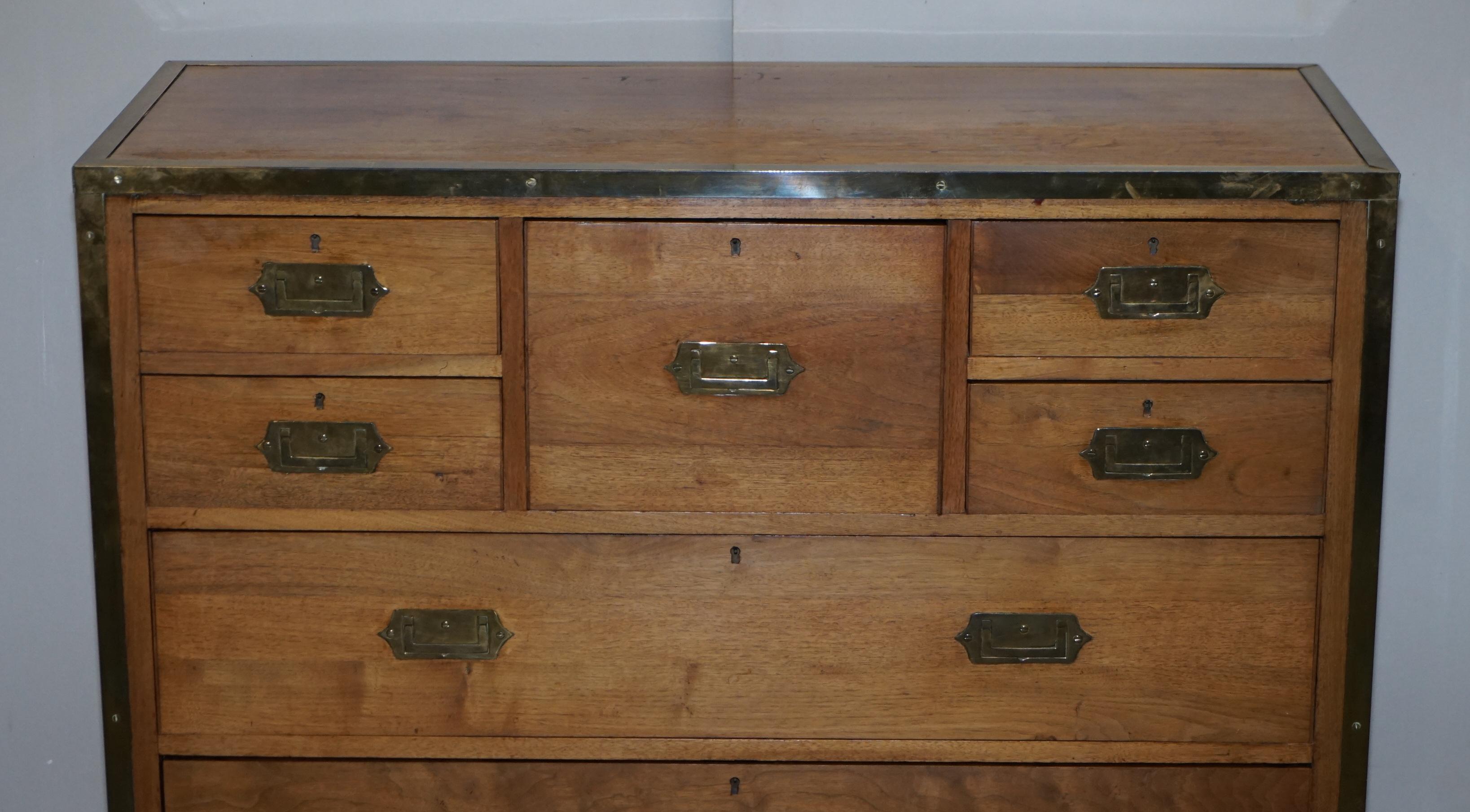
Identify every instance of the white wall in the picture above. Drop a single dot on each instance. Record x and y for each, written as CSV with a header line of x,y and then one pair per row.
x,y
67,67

################

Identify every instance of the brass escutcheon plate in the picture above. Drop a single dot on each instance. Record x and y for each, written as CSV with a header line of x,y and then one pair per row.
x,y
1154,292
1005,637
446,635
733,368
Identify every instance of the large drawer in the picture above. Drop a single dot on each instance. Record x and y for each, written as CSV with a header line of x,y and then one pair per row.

################

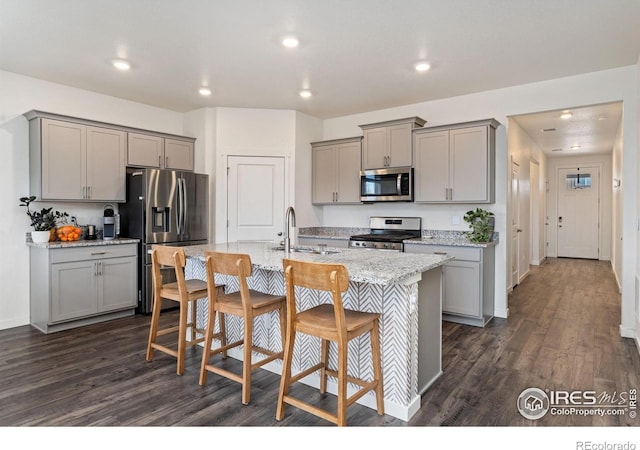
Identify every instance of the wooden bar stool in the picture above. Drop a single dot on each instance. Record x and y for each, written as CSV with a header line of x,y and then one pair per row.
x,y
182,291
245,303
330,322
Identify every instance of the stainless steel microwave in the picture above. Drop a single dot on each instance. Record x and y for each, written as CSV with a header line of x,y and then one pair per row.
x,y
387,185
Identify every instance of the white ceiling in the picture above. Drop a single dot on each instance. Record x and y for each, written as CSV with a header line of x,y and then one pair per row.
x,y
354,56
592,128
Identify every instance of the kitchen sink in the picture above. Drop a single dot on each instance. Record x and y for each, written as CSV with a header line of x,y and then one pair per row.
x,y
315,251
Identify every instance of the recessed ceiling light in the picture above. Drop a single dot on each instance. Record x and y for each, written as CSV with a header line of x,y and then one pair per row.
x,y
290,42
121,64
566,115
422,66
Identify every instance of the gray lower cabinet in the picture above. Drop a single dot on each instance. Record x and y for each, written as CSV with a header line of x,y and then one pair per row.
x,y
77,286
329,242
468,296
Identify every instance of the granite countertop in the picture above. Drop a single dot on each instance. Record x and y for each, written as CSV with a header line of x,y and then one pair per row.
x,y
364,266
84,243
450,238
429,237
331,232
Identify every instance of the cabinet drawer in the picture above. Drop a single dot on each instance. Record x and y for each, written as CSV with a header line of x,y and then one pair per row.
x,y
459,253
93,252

################

■ **Task prompt**:
Gather every line of the records above that contains the word "ceiling", and list those lines in order.

■ **Response for this exercise**:
Identify every instance of the white ceiling in the picture above. Drop a single dot on each instance. Record x and y for each, written as CSV with a header line of x,y and then one pair per row.
Identify every instance of the recessed ceiling light in the picture above. Drop a single dot on each instance. Record x and y for each, written as CSV with a header line of x,y and then one pair per row.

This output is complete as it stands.